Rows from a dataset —
--------------------------------

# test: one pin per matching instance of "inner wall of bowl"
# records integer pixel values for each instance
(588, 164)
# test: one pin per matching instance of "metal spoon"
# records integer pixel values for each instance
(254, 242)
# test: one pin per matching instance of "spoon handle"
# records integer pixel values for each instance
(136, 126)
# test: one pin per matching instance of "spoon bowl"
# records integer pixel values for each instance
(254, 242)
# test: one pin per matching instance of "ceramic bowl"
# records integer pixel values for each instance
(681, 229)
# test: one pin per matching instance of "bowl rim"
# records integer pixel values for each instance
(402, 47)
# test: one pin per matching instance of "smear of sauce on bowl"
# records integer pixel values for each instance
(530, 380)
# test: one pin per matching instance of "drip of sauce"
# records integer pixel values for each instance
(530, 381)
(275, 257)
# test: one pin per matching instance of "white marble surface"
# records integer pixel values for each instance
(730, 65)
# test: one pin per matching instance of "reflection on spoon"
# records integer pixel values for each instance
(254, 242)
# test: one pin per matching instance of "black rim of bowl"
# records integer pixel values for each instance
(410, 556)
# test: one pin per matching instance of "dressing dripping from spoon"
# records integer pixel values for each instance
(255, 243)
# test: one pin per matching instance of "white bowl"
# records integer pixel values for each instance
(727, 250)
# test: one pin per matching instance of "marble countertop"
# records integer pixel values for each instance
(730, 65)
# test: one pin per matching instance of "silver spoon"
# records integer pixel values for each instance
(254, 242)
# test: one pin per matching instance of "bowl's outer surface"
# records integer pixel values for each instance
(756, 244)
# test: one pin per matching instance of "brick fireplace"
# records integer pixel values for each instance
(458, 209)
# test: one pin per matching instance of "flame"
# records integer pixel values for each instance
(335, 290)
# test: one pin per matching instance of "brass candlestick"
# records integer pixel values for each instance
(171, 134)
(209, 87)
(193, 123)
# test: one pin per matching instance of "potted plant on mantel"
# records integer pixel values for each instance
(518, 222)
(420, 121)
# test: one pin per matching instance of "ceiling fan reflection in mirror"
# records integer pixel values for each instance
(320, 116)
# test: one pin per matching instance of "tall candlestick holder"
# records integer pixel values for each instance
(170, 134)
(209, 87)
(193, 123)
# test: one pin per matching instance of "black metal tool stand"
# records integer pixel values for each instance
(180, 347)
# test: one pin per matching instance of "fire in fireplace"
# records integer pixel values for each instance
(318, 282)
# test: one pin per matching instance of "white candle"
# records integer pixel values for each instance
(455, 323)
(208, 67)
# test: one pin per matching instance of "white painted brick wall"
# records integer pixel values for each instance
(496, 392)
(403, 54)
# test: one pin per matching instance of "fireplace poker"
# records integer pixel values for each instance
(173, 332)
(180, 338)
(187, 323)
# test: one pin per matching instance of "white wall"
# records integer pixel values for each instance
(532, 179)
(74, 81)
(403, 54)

--------------------------------

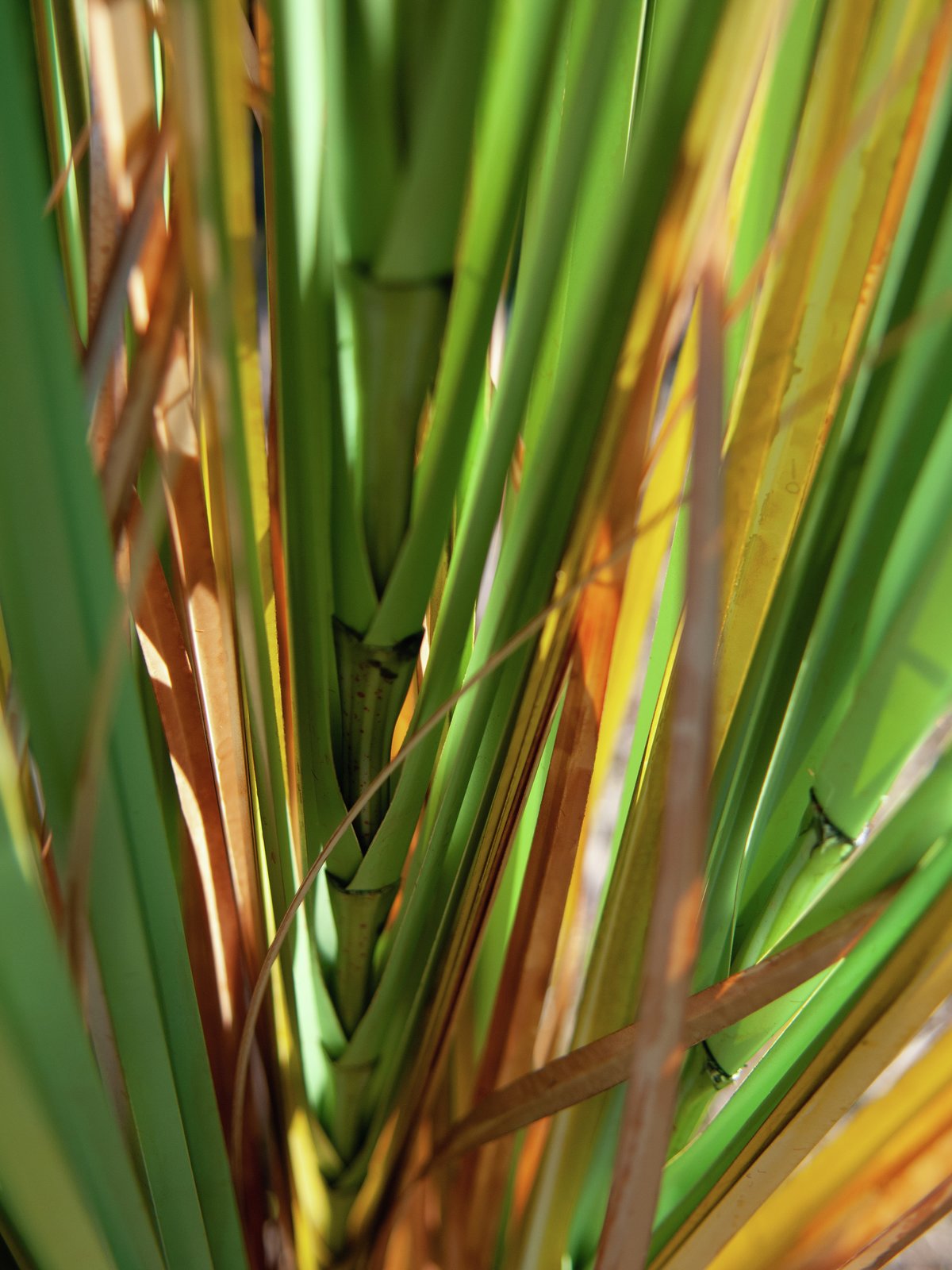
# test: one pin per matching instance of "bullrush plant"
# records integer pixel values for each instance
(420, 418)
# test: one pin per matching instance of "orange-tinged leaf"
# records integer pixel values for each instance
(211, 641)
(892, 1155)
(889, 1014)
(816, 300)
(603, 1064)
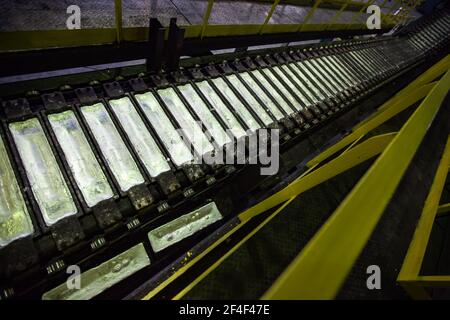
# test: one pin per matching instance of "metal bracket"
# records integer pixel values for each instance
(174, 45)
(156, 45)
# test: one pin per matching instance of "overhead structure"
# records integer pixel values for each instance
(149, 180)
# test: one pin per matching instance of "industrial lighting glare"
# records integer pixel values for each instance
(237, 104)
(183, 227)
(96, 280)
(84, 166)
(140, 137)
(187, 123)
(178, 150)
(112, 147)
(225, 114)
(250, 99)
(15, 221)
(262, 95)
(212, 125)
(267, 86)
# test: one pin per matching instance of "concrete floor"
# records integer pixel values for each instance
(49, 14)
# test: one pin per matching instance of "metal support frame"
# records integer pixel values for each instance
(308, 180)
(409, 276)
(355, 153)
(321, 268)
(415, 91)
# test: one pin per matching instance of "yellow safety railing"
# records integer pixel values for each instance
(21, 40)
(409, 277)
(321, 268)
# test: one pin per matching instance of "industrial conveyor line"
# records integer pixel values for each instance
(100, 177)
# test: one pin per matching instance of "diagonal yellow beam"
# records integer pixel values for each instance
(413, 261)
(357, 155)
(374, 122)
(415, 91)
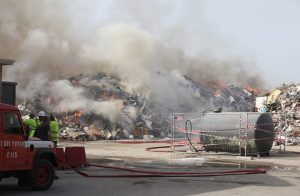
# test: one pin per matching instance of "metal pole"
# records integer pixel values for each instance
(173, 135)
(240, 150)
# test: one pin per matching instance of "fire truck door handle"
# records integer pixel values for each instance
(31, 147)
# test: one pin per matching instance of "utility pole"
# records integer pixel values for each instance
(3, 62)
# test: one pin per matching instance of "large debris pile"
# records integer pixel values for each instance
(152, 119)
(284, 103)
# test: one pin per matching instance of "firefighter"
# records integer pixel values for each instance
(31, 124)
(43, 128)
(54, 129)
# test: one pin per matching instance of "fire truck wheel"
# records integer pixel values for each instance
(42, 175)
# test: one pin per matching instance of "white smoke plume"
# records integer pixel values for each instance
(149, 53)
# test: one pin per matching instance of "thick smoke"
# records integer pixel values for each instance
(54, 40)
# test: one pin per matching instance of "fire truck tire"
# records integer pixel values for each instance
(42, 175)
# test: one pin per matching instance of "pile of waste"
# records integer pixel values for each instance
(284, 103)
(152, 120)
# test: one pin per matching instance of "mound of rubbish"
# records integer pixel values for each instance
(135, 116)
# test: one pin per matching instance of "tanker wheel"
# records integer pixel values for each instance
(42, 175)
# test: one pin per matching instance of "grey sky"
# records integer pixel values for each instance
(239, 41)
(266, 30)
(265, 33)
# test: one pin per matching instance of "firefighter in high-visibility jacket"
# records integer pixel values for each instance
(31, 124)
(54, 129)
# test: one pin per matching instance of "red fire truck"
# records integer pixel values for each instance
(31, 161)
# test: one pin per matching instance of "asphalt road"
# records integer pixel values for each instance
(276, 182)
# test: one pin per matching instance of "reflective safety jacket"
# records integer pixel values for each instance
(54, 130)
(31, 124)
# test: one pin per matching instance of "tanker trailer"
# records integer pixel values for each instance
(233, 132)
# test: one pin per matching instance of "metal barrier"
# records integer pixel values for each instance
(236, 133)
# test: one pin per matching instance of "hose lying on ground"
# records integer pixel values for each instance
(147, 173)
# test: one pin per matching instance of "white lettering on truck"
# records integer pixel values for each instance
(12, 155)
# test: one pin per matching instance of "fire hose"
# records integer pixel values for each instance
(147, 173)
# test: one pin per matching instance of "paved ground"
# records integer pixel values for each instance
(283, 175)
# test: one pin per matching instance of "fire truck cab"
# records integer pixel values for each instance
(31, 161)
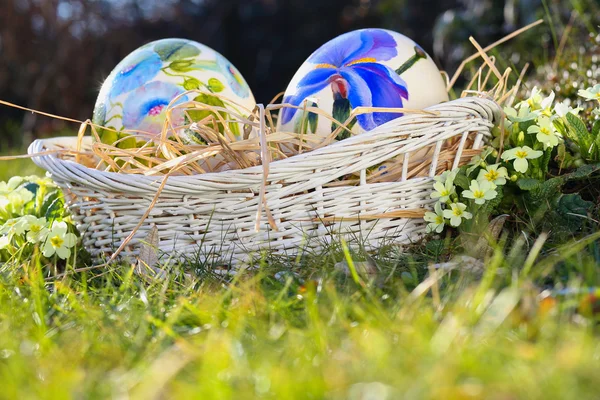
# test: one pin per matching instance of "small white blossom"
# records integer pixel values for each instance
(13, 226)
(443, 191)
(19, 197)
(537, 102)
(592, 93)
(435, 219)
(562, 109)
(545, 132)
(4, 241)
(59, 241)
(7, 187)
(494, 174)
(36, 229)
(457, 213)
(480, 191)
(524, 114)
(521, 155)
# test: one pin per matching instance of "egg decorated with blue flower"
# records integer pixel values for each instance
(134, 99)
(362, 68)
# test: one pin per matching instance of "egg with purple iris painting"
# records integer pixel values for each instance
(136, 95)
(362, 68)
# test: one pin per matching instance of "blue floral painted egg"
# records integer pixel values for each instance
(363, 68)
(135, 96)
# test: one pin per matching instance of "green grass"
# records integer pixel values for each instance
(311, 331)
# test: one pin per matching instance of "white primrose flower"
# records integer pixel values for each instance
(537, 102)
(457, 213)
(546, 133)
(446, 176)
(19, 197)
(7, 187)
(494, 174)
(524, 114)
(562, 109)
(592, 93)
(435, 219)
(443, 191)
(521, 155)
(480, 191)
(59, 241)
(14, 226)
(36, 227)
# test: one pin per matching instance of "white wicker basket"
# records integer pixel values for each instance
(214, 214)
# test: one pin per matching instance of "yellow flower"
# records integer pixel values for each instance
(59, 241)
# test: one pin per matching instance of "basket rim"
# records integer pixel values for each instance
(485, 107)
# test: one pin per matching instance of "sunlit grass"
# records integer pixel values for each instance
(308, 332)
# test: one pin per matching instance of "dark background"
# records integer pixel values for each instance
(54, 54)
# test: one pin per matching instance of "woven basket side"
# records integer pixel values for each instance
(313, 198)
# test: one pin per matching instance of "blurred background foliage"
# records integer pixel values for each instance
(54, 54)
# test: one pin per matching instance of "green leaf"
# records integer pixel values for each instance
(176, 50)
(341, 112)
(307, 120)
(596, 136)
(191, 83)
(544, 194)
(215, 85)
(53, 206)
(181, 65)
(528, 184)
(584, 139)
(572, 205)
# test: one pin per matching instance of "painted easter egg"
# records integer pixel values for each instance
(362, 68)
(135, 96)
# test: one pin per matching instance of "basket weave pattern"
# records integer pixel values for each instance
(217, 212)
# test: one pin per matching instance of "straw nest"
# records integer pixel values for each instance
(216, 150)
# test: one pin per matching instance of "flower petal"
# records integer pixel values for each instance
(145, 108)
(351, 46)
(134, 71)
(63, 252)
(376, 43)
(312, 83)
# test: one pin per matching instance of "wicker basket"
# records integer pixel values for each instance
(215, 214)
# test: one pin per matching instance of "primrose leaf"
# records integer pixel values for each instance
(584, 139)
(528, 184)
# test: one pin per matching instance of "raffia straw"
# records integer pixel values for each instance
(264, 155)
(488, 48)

--------------------------------

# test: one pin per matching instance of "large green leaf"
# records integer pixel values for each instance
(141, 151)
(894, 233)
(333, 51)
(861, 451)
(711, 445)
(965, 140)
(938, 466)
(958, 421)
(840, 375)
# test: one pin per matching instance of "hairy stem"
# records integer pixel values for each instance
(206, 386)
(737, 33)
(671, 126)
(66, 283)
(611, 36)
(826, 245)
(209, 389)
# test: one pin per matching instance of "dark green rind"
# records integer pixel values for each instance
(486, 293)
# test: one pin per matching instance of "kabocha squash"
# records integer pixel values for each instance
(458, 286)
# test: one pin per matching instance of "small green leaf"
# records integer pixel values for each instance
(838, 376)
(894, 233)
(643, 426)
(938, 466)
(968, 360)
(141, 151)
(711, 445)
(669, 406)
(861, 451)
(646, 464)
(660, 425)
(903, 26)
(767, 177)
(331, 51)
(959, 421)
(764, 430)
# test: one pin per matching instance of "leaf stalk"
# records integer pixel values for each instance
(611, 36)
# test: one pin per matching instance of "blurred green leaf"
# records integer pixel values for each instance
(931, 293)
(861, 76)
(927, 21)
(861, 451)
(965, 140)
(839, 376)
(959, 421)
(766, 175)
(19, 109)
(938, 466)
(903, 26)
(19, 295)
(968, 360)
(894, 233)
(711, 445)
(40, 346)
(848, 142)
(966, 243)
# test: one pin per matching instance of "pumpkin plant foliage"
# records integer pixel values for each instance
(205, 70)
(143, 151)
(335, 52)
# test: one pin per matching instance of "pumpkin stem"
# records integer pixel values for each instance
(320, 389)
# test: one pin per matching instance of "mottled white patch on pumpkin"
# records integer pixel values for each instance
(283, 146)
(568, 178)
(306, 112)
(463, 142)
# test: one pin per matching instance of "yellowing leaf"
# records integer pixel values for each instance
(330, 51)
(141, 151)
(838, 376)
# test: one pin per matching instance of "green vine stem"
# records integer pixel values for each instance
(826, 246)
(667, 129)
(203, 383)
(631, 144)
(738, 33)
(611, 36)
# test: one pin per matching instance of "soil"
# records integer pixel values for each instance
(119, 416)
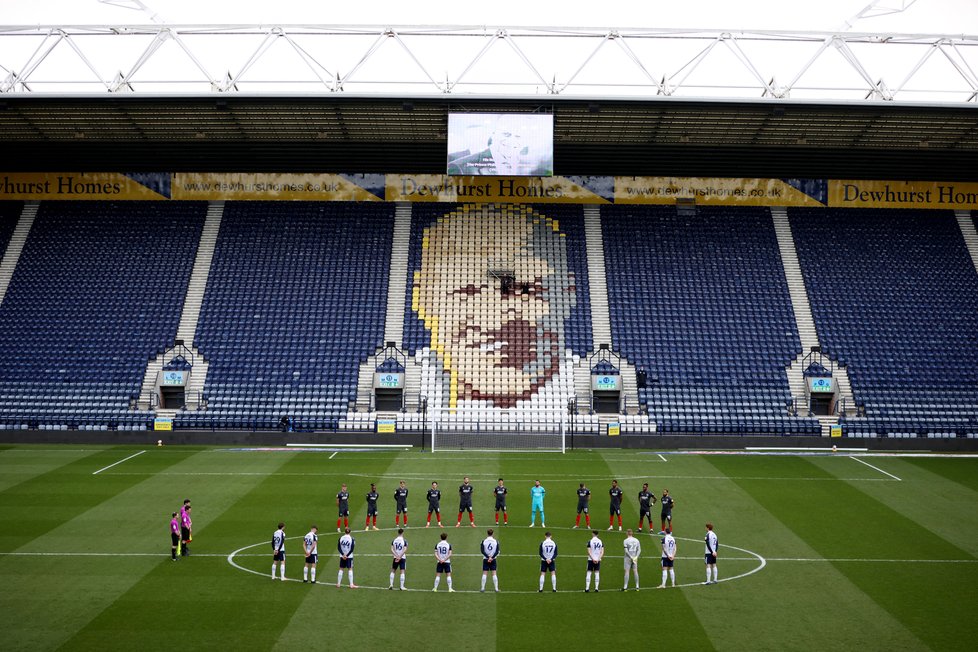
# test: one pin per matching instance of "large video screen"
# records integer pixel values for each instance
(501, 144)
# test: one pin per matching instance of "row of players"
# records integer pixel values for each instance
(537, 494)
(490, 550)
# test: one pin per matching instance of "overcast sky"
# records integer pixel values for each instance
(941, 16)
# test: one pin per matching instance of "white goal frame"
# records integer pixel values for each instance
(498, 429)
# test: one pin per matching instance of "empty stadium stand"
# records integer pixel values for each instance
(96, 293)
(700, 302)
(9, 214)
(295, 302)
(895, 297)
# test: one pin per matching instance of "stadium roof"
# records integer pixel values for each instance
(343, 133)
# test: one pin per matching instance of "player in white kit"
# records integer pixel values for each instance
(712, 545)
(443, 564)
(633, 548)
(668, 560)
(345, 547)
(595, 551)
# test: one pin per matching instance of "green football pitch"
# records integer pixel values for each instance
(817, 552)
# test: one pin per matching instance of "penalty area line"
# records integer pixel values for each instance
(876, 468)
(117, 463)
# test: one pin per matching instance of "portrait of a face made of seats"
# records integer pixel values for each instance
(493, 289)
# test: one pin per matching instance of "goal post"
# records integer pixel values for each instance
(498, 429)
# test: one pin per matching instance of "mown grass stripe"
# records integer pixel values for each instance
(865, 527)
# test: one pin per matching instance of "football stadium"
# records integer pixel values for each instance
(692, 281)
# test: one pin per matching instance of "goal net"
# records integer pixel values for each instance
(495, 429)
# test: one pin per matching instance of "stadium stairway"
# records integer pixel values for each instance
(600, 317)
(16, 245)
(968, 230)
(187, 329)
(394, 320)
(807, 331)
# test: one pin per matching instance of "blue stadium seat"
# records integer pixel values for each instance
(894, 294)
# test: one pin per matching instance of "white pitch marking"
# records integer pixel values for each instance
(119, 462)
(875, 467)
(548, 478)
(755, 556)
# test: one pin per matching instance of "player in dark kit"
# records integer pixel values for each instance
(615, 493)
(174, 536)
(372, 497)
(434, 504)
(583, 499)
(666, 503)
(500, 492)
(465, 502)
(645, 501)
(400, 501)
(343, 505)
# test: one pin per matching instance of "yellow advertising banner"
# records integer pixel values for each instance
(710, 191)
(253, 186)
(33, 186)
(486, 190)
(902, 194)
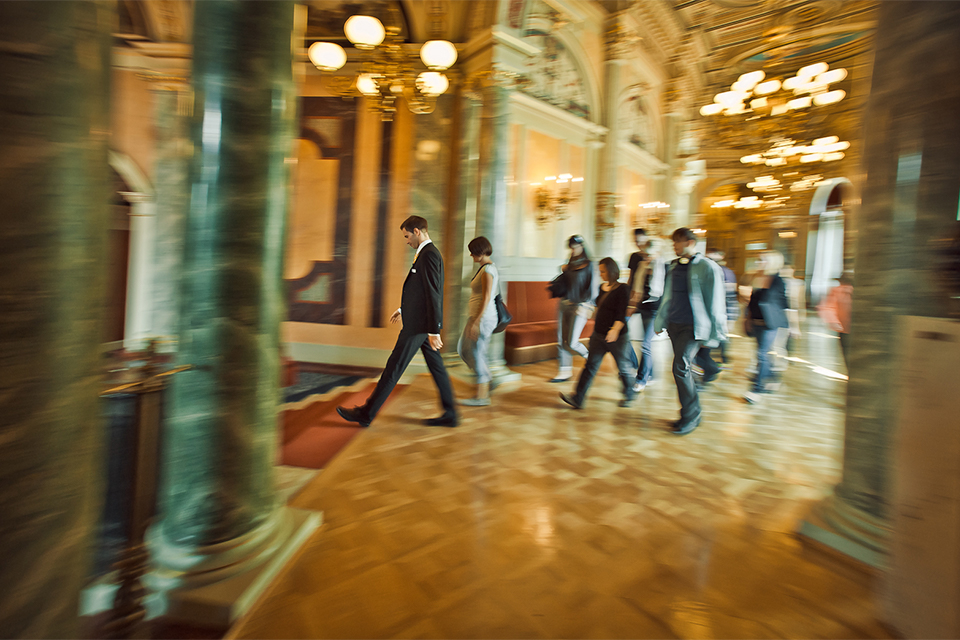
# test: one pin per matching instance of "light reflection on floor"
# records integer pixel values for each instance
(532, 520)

--------------------------------

Stated exercise — Show every line in the entries above that contains the word "background".

Complete answer —
# test: one pin per matching instance of "dark background"
# test: one pin per matching instance of "blurred background foliage"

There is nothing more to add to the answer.